[Reading passage]:
Thank you; now I follow.
> On Aug 18, 2016, at 2:59 PM, Munson, Todd <tmun...@mcs.anl.gov> wrote:
>
>
> Exactly, its only for a quadratic programming solver, so the user
> is claiming their model is quadratic and the solver
> extracts the matrices.
>
> Todd.
>
>> On Aug 18, 2016, at 4:54 PM, Jed Brown <j...@jedbrown.org> wrote:
>>
>> "Oxberry, Geoffrey Malcolm" <oxber...@llnl.gov> writes:
>>
>>> I realize this point was brought up earlier, but doesn’t this
>>> discussion still assume that evaluating g at zero is defined and makes
>>> sense? Though I see the appeal in this design, I’m not sure it will
>>> necessarily work in practice. For instance, we definitely have
>>> formulations that involve terms like sqrt(x), which isn’t
>>> differentiable at zero, and would break this interface. (We would
>>> bound the feasible set away from zero, so the optimization algorithm
>>> should still work.)

[Data excerpt]:
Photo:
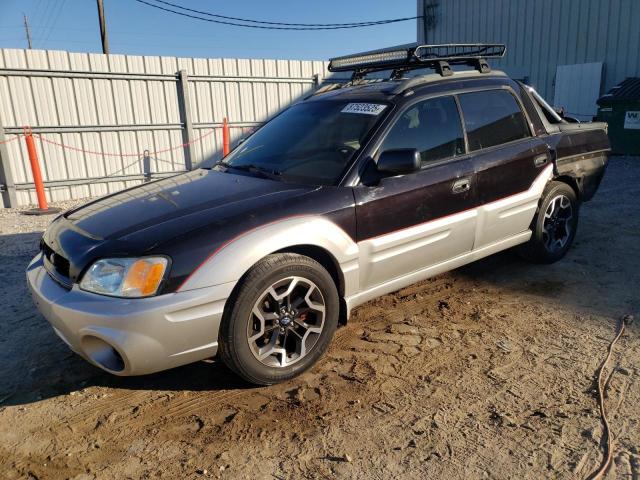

[Direction]:
Quote the email exchange about the quadratic programming solver verbatim, starting at "Thank you; now" and ending at "extracts the matrices.". The data here is drawn from a separate source.

[Solution to the problem]:
Thank you; now I follow.
> On Aug 18, 2016, at 2:59 PM, Munson, Todd <tmun...@mcs.anl.gov> wrote:
>
>
> Exactly, its only for a quadratic programming solver, so the user
> is claiming their model is quadratic and the solver
> extracts the matrices.